__THE PROBLEM__
Count the lines in the rows below that contain the string "bagel", and give only that number.
——
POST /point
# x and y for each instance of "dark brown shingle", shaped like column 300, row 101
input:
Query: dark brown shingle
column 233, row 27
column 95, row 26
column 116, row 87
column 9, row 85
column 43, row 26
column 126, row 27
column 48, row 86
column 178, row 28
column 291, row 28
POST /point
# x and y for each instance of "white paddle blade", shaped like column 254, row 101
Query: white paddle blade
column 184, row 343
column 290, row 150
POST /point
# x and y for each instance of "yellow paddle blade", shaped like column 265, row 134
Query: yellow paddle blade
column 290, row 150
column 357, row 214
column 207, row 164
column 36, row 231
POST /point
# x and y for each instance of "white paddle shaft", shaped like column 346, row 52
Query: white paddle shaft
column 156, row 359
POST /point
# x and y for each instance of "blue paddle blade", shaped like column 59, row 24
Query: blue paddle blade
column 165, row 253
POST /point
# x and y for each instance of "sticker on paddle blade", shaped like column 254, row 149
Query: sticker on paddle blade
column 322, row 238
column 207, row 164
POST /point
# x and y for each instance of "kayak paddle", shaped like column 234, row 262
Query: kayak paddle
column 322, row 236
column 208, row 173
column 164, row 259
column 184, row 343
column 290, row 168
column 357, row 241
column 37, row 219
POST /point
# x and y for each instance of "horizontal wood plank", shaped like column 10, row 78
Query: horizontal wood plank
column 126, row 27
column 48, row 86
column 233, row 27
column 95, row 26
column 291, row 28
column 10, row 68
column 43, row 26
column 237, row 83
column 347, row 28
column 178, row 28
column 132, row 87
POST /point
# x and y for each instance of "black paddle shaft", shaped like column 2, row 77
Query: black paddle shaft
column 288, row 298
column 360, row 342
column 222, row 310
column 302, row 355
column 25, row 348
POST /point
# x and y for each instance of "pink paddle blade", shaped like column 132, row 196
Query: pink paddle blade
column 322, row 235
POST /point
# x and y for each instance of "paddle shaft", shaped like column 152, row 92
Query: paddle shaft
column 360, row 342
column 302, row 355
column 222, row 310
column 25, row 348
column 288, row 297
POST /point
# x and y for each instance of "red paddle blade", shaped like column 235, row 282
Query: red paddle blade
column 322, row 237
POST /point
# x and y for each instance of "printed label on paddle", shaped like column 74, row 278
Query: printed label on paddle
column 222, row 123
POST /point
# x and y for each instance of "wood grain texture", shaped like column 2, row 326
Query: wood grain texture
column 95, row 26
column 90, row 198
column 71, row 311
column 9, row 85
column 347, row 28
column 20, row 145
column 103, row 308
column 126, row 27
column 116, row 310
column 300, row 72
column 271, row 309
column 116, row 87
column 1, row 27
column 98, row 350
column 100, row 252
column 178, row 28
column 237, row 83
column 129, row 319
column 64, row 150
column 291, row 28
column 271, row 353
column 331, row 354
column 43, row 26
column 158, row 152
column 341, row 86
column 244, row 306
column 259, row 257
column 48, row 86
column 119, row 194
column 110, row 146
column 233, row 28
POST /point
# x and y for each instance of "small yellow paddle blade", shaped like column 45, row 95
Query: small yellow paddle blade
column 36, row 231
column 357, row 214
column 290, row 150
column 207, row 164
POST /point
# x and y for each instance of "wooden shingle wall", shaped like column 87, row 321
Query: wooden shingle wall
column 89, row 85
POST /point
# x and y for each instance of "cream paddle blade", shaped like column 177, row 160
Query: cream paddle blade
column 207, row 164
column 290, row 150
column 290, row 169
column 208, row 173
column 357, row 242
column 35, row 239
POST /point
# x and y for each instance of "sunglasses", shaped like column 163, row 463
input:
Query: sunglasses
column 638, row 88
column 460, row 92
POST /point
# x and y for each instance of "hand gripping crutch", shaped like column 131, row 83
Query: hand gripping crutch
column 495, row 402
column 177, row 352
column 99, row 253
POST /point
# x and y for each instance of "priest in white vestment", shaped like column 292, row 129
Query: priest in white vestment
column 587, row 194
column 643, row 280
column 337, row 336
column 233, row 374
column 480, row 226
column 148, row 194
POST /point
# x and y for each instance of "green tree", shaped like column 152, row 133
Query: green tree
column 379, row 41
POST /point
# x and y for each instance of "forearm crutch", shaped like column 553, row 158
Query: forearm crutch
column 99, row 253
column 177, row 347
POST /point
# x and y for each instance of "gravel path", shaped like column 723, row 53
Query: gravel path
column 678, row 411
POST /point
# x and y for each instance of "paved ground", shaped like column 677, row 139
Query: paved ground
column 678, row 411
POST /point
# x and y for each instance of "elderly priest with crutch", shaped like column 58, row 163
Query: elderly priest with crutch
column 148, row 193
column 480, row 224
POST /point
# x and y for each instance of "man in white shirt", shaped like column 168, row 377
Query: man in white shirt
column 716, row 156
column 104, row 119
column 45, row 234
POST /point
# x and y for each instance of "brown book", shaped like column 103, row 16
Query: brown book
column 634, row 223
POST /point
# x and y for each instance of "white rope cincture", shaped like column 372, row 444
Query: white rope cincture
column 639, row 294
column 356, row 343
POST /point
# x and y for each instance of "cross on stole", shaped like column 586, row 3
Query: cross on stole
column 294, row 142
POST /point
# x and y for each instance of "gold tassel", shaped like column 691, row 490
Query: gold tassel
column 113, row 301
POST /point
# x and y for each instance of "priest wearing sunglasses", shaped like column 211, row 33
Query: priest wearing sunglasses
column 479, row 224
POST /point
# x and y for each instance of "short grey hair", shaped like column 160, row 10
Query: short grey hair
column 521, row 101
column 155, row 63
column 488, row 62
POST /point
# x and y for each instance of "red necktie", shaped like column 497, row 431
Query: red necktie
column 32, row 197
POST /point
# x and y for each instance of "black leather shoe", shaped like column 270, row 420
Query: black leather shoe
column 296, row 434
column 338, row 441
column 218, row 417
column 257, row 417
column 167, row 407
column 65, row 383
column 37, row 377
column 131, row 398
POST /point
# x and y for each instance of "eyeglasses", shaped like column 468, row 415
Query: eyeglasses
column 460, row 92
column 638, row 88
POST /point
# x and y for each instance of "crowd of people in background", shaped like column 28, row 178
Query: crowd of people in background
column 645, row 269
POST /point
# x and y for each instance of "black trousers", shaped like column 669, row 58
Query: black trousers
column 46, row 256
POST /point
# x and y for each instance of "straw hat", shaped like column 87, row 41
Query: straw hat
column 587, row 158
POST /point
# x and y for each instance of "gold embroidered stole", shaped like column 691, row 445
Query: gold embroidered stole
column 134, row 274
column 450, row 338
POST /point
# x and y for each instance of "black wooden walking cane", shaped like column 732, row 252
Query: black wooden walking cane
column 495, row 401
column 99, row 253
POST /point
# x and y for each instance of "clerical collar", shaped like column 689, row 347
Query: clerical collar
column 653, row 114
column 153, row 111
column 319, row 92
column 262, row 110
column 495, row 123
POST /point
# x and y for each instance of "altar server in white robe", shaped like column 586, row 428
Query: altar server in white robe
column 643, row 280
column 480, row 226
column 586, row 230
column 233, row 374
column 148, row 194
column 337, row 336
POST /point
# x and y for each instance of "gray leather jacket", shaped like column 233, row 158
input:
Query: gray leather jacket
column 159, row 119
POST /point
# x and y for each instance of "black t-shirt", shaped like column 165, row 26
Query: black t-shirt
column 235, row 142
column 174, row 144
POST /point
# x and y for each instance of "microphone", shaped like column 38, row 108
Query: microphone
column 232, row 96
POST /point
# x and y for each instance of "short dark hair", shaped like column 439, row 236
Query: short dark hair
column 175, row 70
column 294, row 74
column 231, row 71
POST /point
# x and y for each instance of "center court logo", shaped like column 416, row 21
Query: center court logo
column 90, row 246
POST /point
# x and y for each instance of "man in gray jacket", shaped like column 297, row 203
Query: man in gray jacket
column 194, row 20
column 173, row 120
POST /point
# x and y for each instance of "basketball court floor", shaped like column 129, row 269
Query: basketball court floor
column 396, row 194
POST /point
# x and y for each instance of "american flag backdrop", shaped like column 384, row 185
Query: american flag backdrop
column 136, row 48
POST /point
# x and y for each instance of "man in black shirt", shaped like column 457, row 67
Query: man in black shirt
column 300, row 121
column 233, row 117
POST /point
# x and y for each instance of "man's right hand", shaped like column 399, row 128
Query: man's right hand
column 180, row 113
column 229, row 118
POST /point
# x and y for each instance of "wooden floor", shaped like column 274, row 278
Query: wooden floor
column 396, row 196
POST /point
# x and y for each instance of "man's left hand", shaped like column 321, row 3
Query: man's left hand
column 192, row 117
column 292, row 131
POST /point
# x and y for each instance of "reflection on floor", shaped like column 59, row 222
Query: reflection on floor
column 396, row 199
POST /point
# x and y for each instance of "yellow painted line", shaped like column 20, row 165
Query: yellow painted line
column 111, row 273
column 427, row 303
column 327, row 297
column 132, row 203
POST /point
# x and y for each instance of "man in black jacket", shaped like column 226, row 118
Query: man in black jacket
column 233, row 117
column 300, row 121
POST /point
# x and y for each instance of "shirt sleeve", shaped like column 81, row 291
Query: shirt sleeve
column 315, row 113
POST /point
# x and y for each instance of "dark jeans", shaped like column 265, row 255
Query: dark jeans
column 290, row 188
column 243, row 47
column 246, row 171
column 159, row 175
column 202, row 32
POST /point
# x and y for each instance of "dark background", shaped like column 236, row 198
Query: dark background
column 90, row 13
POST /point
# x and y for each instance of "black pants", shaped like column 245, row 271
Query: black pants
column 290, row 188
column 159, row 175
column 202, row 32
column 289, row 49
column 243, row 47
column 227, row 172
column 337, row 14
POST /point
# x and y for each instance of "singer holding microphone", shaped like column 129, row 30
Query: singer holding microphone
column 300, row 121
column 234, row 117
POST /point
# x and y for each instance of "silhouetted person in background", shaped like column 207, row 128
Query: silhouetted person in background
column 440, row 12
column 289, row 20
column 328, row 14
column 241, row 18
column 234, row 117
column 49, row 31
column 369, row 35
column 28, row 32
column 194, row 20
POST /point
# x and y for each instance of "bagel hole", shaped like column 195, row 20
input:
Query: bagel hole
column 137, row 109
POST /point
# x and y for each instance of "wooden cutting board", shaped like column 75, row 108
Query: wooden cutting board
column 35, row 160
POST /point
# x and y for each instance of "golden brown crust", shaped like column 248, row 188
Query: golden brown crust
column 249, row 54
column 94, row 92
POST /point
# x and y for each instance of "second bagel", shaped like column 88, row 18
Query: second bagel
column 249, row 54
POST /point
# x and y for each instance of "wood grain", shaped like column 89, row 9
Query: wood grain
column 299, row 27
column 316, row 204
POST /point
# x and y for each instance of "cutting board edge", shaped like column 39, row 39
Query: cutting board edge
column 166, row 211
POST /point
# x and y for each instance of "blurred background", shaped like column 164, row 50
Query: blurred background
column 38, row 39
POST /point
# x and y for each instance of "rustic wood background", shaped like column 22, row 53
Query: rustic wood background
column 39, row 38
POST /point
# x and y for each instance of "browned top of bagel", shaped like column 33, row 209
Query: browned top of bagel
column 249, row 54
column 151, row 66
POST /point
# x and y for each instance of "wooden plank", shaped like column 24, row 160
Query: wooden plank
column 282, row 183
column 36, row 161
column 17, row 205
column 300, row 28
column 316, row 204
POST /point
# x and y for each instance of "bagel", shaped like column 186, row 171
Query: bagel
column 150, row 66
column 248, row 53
——
__RESPONSE TO THE TASK__
8